Return, word for word, every line of the material from the line containing "the tractor hood" through the final line of the material.

## Point-based annotation data
•••

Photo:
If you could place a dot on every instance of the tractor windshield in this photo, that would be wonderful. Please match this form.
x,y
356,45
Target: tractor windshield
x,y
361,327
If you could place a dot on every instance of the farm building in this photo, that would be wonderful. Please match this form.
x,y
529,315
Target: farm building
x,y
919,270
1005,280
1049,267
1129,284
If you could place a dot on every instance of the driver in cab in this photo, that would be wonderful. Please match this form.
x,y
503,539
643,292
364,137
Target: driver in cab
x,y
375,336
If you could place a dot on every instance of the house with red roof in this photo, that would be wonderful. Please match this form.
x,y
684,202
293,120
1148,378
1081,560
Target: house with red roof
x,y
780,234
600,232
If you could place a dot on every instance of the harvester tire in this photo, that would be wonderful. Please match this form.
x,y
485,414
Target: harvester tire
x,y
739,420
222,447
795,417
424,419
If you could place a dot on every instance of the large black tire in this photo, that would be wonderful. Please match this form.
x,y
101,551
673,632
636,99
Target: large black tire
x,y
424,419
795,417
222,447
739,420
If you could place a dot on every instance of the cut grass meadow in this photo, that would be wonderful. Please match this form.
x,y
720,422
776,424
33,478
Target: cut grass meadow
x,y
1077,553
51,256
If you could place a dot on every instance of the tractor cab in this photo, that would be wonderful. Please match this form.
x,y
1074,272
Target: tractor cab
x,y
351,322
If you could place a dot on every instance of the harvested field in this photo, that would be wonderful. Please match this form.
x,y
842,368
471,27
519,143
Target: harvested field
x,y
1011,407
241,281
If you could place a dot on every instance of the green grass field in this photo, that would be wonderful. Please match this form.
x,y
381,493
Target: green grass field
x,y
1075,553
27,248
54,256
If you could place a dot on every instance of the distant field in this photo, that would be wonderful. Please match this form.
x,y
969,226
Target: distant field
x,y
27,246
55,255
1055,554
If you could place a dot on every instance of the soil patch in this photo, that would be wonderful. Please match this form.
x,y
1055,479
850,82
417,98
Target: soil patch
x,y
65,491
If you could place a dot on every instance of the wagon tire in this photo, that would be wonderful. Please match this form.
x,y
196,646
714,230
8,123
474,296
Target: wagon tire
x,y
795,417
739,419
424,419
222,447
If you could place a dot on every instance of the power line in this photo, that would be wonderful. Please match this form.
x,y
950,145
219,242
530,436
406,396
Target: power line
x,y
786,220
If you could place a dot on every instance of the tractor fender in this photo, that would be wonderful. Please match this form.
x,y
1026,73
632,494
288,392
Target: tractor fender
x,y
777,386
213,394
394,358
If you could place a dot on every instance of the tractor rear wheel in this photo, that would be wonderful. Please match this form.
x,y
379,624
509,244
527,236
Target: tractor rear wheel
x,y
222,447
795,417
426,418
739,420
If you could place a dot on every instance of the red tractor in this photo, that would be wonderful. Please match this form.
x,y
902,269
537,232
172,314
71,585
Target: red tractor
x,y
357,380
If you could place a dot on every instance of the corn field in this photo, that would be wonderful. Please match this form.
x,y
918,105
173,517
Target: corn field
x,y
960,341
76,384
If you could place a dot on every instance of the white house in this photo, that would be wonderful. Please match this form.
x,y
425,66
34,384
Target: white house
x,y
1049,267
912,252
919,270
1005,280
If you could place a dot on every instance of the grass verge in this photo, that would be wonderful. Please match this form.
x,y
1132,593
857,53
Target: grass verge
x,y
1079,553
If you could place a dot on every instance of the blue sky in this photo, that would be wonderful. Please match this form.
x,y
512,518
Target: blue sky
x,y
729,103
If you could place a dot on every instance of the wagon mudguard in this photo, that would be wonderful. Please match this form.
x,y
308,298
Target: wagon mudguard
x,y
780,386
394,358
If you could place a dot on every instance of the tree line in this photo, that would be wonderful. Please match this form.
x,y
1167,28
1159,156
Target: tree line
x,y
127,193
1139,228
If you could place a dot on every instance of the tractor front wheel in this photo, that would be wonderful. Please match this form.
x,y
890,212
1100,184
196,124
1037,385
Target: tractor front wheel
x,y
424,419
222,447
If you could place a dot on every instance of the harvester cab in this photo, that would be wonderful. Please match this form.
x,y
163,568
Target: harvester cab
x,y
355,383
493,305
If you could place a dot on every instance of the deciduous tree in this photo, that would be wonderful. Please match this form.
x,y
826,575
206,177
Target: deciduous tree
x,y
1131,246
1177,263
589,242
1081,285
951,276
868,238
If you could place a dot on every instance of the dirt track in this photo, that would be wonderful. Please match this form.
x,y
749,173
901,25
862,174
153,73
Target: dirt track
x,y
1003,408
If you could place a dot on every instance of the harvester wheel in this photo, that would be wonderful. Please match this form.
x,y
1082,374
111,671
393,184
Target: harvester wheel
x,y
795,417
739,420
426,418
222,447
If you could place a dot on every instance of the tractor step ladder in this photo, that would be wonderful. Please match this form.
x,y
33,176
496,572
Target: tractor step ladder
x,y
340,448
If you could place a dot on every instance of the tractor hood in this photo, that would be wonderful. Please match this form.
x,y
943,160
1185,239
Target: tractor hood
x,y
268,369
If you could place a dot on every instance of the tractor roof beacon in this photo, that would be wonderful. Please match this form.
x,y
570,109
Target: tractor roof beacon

•••

## Finished answer
If you could place a dot on every instance of the tractor hood in this photo, that would be wonderful. Please match this form.
x,y
943,160
1185,239
Target: tractor hood
x,y
268,369
If you could place a dot on every instance of the tractor roof beacon in this photo, that would be wonderful. Please match this form.
x,y
570,109
Target: tractor roof beacon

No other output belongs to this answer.